Reading text.
^^^^

The Electronic Laboratory Reporting (ELR) system at the Wisconsin State Laboratory of Hygiene (WSLH) is featured in the latest issue of the Association of Public Health Laboratories Lab Matters magazine.
ELR involves sending laboratory test result information electronically rather than via paper reports. This speeds up the ability for public health departments to respond to potential disease outbreaks.
The WSLH has established ELR for test results from Wisconsin patients with reportable conditions such as measles, TB and E. coli O157:H7. The WSLH IT system is connected with systems at 52 hospital laboratories in Wisconsin and 5 national laboratories in order for those labs to send test results to the WSLH. Another 24 hospital labs in Wisconsin, Minnesota and Ohio send results via a secure web portal.
After being assigned identifier codes, these test results are sent via a secure system to the Wisconsin Electronic Disease Surveillance system (WEDSS), where staff at local health departments and the Wisconsin Division of Public Health (WDPH) can view the results and respond as needed to prevent further disease spread.

^^^^

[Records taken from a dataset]
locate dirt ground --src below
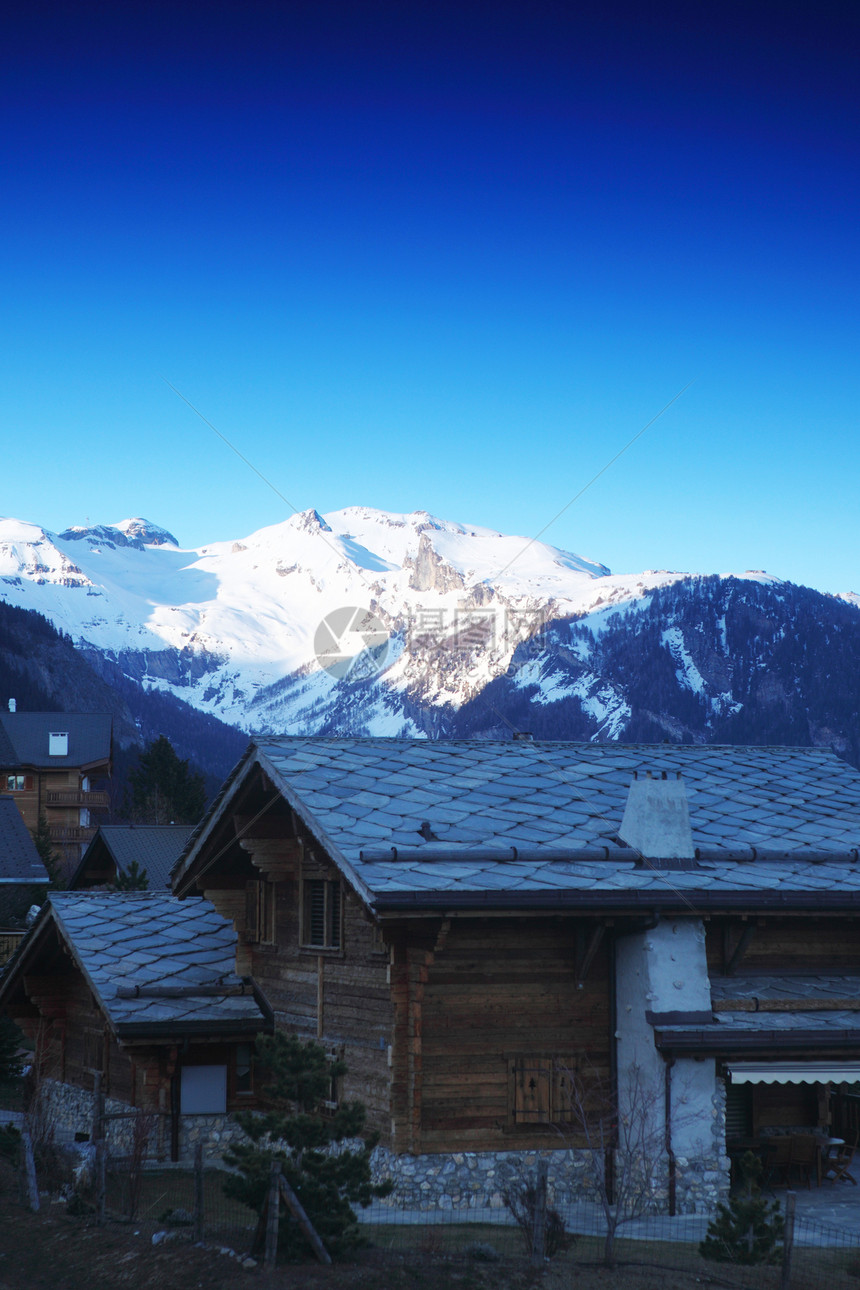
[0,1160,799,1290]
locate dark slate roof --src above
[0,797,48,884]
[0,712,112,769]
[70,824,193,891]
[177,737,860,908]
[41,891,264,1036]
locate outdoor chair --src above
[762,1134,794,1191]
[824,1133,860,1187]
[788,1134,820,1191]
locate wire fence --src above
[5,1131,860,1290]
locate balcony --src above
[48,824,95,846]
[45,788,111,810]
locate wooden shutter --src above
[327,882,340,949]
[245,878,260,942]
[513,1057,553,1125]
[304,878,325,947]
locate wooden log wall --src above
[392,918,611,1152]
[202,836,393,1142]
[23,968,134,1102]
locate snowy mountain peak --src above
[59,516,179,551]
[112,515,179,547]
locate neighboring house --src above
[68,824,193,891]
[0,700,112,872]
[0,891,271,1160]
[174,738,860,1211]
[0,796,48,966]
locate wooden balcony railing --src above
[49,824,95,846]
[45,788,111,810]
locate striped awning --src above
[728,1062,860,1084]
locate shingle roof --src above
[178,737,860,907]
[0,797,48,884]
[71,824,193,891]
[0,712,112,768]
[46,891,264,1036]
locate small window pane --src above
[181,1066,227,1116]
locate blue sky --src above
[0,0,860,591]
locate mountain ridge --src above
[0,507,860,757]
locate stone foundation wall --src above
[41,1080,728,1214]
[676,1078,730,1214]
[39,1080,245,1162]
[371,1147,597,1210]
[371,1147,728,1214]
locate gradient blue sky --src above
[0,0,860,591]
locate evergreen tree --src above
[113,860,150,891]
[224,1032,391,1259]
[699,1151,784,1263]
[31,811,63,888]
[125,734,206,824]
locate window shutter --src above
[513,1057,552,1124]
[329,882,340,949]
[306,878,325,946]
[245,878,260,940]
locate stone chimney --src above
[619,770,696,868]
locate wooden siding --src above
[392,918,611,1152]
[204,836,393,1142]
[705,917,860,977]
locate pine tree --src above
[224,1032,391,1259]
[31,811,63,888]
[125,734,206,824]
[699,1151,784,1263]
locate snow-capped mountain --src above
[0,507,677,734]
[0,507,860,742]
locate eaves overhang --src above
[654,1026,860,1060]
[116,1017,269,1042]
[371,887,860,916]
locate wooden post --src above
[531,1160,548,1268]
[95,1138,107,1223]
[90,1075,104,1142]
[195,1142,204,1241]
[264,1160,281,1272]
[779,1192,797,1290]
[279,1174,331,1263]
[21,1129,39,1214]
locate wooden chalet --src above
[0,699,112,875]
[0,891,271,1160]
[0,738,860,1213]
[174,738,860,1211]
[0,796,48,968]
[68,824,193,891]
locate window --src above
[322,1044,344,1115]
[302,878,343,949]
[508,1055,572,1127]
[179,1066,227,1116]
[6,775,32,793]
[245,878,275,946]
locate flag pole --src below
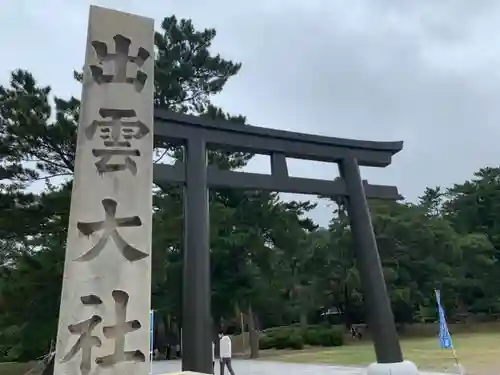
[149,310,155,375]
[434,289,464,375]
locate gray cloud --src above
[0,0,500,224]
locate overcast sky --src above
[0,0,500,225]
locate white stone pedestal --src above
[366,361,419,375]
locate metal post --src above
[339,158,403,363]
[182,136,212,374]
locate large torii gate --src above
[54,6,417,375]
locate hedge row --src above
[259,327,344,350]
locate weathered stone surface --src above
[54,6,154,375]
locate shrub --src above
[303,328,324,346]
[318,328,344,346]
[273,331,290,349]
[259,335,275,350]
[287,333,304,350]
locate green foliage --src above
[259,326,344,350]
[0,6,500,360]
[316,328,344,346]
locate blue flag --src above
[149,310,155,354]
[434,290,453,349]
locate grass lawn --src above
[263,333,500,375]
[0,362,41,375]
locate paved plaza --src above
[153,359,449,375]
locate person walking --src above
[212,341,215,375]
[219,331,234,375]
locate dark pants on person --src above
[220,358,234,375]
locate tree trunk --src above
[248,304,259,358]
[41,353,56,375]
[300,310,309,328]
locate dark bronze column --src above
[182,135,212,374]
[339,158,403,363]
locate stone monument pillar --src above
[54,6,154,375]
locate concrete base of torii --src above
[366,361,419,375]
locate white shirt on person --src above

^^^^

Translate this sentence from the text on electronic laboratory reporting into Spanish: "ELR involves sending laboratory test result information electronically rather than via paper reports."

El ELR consiste en enviar la información de los resultados de las pruebas de laboratorio por vía electrónica en lugar de mediante informes en papel.